As plotnine is built on top of Matplotlib, we can still retrieve the matplotlib figure object from plotnine for eventual customization:


In [31]:
myplot = (p9.ggplot(titanic, 
                    p9.aes(x='factor(Pclass)', y='Fare'))
     + p9.geom_point()
)

The trick is to use the draw() function in plotnine:


In [32]:
my_plt_version = myplot.draw()



In [33]:
my_plt_version.axes[0].set_title("Titanic fare price per cabin class")
ax2 = my_plt_version.add_axes([0.5, 0.5, 0.3, 0.3], label="ax2")
my_plt_version


Out[33]:
Remember: Similar to Pandas handling above, we can set up a matplotlib `Figure` with plotnine. Use `draw()` and the Matplotlib `Figure` is returned.

(OPTIONAL SECTION) Some more plotnine functionalities to remember...

Histogram: Getting the univariaite distribution of the Age


In [34]:
(p9.ggplot(titanic.dropna(subset=['Age']), p9.aes(x='Age'))
     + p9.geom_histogram(bins=30))


Out[34]:
<ggplot: (8738653893049)>
EXERCISE:
  • Make a histogram of the age, grouped by the Sex of the passengers
  • Make sure both graphs are underneath each other instead of next to each other to enhance comparison

In [35]:
(p9.ggplot(titanic.dropna(subset=['Age']), p9.aes(x='Age'))
     + p9.geom_histogram(bins=30)
     + p9.facet_wrap('Sex', nrow=2)
)


Out[35]:
<ggplot: (8738654509773)>

boxplot/violin plot: Getting the univariaite distribution of Age per Sex


In [36]:
(p9.ggplot(titanic.dropna(subset=['Age']), p9.aes(x='Sex', y='Age'))
     + p9.geom_boxplot())


Out[36]:
<ggplot: (8738654216733)>

Actually, a violinplot provides more inside to the distribution:


In [37]:
(p9.ggplot(titanic.dropna(subset=['Age']), p9.aes(x='Sex', y='Age'))
     + p9.geom_violin()
)

==========

WHAT YOU NEED TO DO.
(1) Swap every "plotnine" for "the plotnine package" in the stretch of the plotnine notes that opens with "As plotnine is" and closes with "p9.aes(x='factor(Pclass)', y='Fare'))", and write that stretch out again.
(2) List every line in the rows below that contains the string "find". Case counts.

==========

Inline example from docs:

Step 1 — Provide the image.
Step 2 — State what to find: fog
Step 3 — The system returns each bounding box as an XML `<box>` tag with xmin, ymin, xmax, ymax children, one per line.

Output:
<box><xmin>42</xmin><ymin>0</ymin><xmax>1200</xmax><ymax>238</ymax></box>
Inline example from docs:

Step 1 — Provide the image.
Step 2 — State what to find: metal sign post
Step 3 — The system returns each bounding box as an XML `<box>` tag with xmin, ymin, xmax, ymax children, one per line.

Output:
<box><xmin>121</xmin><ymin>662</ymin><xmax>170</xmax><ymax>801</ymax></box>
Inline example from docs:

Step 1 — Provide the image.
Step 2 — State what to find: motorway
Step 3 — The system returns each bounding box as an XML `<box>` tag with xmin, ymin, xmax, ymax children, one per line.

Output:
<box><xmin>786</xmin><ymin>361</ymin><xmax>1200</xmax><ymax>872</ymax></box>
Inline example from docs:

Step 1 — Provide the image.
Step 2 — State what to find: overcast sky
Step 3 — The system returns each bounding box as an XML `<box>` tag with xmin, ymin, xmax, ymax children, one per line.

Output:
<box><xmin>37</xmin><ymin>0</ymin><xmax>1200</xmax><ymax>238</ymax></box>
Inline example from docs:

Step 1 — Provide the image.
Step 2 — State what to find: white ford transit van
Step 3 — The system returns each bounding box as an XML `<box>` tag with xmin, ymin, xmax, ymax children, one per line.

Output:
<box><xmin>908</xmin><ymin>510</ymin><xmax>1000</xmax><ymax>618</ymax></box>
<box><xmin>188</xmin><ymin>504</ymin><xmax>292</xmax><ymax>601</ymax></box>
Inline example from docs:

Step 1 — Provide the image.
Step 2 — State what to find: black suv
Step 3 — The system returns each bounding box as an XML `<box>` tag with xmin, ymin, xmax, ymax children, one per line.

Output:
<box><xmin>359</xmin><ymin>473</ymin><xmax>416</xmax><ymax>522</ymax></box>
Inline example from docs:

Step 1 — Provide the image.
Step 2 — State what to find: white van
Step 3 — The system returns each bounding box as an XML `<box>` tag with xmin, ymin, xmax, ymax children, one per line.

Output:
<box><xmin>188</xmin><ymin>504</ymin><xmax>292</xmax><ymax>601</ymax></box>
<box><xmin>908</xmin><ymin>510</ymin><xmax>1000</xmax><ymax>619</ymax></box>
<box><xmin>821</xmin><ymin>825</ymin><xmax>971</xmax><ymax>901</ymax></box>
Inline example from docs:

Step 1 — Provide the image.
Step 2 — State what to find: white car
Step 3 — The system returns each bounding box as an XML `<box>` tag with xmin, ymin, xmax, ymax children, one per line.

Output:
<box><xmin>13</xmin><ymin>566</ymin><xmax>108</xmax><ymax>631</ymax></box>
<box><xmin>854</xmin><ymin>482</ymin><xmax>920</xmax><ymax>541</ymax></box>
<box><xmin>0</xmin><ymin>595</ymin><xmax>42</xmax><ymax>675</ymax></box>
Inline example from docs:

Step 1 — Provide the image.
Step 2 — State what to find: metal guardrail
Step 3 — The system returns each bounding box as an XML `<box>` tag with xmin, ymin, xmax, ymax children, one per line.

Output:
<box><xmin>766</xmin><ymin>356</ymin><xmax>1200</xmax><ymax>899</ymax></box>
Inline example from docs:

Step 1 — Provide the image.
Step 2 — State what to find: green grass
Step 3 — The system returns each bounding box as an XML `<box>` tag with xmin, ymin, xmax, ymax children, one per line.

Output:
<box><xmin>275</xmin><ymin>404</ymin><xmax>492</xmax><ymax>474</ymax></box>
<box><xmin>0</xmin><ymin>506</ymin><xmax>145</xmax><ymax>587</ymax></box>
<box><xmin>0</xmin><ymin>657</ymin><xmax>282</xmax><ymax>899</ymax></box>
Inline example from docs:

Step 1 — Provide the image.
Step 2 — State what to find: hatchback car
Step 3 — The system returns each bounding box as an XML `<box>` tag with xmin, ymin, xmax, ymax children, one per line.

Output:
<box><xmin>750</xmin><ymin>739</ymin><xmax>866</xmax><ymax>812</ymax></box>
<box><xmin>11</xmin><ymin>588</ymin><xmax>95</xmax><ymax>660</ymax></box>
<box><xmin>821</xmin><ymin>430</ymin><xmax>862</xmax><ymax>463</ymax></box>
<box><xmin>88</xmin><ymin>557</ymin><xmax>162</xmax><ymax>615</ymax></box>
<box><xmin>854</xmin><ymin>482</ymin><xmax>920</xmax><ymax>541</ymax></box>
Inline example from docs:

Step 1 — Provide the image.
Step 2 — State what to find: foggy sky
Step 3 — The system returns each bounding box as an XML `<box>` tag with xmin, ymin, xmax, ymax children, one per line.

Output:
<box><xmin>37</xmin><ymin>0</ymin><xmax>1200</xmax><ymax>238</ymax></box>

==========

THE RESULTS.
(1)
As the plotnine package is built on top of Matplotlib, we can still retrieve the matplotlib figure object from the plotnine package for eventual customization:


In [31]:
myplot = (p9.ggplot(titanic, 
                    p9.aes(x='factor(Pclass)', y='Fare'))

(2)
Step 2 — State what to find: fog
Step 2 — State what to find: metal sign post
Step 2 — State what to find: motorway
Step 2 — State what to find: overcast sky
Step 2 — State what to find: white ford transit van
Step 2 — State what to find: black suv
Step 2 — State what to find: white van
Step 2 — State what to find: white car
Step 2 — State what to find: metal guardrail
Step 2 — State what to find: green grass
Step 2 — State what to find: hatchback car
Step 2 — State what to find: foggy sky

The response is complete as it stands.